— START Document —

One use of the content filtering is to massage the content into a shape
that is more convenient for the platform, filesystem, and the user to use.
For this mode of operation, the key phrase here is "more convenient" and
not "turning something unusable into usable". In other words, the intent
is that if someone unsets the filter driver definition, or does not have
the appropriate filter program, the project should still be usable.
Another use of the content filtering is to store the content that cannot
be directly used in the repository (e.g. a UUID that refers to the true
content stored outside Git, or an encrypted content) and turn it into a
usable form upon checkout (e.g. download the external content, or decrypt
the encrypted content).
These two filters behave differently, and by default, a filter is taken as
the former, massaging the contents into more convenient shape. A missing
filter driver definition in the config, or a filter driver that exits with
a non-zero status, is not an error but makes the filter a no-op passthru.

— END Document —

- Exercise -
Resume the text on Git content filtering, continuing after its final sentence. The data that follows comes from a separate source.

— START Data section —

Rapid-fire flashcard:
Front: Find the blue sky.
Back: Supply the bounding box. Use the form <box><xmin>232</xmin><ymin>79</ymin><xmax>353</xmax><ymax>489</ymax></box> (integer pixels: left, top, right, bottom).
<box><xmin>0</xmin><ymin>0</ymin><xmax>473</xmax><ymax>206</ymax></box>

— END Data section —

- Solved problem -
You can declare that a filter turns a content that by itself is unusable
into a usable content by setting the filter.<driver>.required configuration
variable to `true`.
Note: Whenever the clean filter is changed, the repo should be renormalized:
$ git add --renormalize .
For example, in .gitattributes, you would assign the `filter`
attribute for paths.
------------------------
*.c filter=indent
------------------------
Then you would define a "filter.indent.clean" and "filter.indent.smudge"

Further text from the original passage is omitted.